Could you write out all of the data again, word for word?

◇ ◇ ◇ ◇ ◇ ◇ ◇

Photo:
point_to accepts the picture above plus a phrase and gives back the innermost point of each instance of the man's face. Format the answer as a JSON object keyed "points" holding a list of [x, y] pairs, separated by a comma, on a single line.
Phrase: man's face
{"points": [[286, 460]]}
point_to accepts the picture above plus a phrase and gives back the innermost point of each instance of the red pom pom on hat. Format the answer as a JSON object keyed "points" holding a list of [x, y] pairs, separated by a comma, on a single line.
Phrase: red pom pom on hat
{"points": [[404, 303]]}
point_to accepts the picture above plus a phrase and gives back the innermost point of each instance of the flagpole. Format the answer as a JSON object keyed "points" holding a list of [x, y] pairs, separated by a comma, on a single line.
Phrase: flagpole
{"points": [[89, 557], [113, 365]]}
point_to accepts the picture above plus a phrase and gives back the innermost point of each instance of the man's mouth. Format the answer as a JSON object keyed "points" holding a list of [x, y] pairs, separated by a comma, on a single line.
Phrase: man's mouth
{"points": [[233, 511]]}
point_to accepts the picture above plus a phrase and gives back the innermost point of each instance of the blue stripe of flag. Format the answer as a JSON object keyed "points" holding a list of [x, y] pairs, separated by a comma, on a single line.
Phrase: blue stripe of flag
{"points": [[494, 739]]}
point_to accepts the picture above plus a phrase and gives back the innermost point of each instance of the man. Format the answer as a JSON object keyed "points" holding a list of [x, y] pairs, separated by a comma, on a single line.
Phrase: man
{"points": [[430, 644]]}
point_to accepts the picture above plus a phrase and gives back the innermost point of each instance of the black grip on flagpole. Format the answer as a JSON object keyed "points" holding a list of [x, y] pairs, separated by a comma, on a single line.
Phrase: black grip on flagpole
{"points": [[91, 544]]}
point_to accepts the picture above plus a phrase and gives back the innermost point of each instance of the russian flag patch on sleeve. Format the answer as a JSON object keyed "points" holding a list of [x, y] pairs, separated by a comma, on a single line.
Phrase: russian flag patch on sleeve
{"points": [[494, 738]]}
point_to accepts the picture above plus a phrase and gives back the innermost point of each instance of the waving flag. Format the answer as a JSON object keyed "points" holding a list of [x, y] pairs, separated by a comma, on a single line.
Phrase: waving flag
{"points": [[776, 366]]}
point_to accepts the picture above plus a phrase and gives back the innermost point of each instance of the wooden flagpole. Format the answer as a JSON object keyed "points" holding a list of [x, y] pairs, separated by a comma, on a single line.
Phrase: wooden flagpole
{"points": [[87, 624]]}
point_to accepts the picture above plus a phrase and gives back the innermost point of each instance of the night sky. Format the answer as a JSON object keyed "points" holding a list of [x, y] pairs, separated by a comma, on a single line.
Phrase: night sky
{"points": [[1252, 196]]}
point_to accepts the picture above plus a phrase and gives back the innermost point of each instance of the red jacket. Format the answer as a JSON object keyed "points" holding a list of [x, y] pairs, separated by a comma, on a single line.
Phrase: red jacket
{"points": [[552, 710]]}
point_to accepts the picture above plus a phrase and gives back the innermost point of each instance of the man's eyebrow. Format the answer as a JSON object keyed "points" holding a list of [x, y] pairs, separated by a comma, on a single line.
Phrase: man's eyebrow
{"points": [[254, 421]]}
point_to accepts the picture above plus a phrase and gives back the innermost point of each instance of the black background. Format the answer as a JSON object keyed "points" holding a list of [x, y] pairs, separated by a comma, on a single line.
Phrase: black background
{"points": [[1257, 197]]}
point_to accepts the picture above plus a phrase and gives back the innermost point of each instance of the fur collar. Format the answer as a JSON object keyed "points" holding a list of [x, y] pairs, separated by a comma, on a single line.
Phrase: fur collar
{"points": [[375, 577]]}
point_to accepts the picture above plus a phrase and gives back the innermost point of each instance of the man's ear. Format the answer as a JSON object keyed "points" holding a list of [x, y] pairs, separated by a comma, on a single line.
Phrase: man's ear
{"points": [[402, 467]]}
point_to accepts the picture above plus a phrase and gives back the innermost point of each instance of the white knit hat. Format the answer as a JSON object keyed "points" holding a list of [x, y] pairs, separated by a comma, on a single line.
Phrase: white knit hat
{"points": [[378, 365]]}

◇ ◇ ◇ ◇ ◇ ◇ ◇

● **YOUR SOLUTION**
Photo:
point_to accepts the picture above plus a phrase and gives back the innermost point of each instance of the man's face. Format the answer as a JSON object keyed "points" holding a list of [x, y] pairs, separated by a comma, on a single line.
Phrase: man's face
{"points": [[286, 460]]}
point_to accepts the picture above plus a phrase and gives back the innermost point of each instance of the red pom pom on hat. Format the answer as a JSON object keyed "points" holding a list of [x, y] pairs, separated by a comma, on a single line.
Phrase: red pom pom on hat
{"points": [[404, 303]]}
point_to accepts the picture above plus a phrase and gives back the innermost point of each instance of the flagpole. Format the answer as a JSON object keyed "points" holding a list of [x, y] pairs, separated by a comma, on a single line.
Phrase: flagpole
{"points": [[89, 557], [113, 365]]}
point_to accepts the picture above plus a phrase and gives back the innermost point of each instance of the man's mouth. Format the answer as a JSON object keyed "points" holding a list of [x, y] pairs, separated by a comma, on a single line.
Phrase: man's mouth
{"points": [[233, 511]]}
point_to accepts the picture above plus a phrase and gives back the innermost point of each instance of the blue stripe of flag. Format the answer as a JSON object keyed "points" holding a list of [x, y] pairs, separated by a comma, on a single line.
Phrase: blue stripe of flag
{"points": [[494, 739]]}
point_to accepts the picture above plus a phrase and gives back the innermost point of each instance of the man. Format the answer as a JSON object keyed "points" holding a list of [x, y] pairs, separated by a comma, on a single line.
Phrase: man
{"points": [[430, 644]]}
point_to accepts the picture above plus a phrase and gives back the innermost point of each instance of the black grip on flagpole. Format the answer as a JSON object keyed "points" holding a list of [x, y] pairs, separated by a comma, on a single line.
Phrase: black grip on flagpole
{"points": [[91, 544]]}
point_to accepts the picture above plus a phrase and gives back the innermost point of each instance of the russian flag patch on sleeve. Format the answer as a JSON object keyed "points" holding a list of [x, y] pairs, separated by a comma, on a single line.
Phrase: russian flag patch on sleeve
{"points": [[494, 738]]}
point_to accepts the picture above plus a phrase and gives back the innermost point of each instance of the waving flag. Format the answer as a JSON object keyed "points" holding a list of [x, y] pairs, separated by a comma, on a single line.
Phrase: waving flag
{"points": [[776, 366]]}
point_to accepts the picture above plus a phrase and gives back the innermost point of each instance of the wooden flagpole. Format the answer as a JSON object keyed "points" holding a list of [x, y] pairs, separated by a comma, on a single line.
Phrase: wooden flagpole
{"points": [[87, 624]]}
point_to accepts the picture above plus a phrase and gives back the innermost point of each instance of the night sky. Format the answer as a JSON object keyed "points" holding a list of [x, y] pairs, separated by a comma, on a single line.
Phrase: night sky
{"points": [[1252, 196]]}
point_to accepts the picture above plus a phrase and gives back the innermost point of each instance of the red jacket. Format the answer as a JSON object keyed "points" holding a list of [x, y] pairs, separated by a comma, on a single line.
Phrase: red jacket
{"points": [[552, 710]]}
point_to accepts the picture above plus a phrase and gives back the innermost point of each instance of the man's eyebrow. Format the answer as a JSON object keyed "points" holding a list of [x, y] pairs, separated by a comma, on a single line.
Phrase: man's eyebrow
{"points": [[254, 421]]}
point_to accepts the picture above plus a phrase and gives back the innermost point of each instance of the black background. Format the answer as a JSON object keyed "points" holding a list of [x, y] pairs, separated by a comma, on a single line.
Phrase: black background
{"points": [[1257, 197]]}
point_to accepts the picture above plus a phrase and gives back the innermost point of each instance of the fur collar. Format the answer as a JSON object keyed "points" holding a list of [x, y] pairs, separated by a comma, on a single line.
Phrase: fur collar
{"points": [[375, 577]]}
point_to accepts the picture above plus a phrase and gives back the innermost point of each instance of the man's ear. Format the answer as a JSON object keyed "points" holding a list of [x, y] pairs, separated by a comma, on a single line.
Phrase: man's ear
{"points": [[402, 467]]}
point_to accepts the picture above plus a phrase and gives back the innermost point of each instance of the white knit hat. Format the answer as a JSON object keyed "points" holding a list of [x, y] pairs, separated by a comma, on a single line.
Phrase: white knit hat
{"points": [[378, 365]]}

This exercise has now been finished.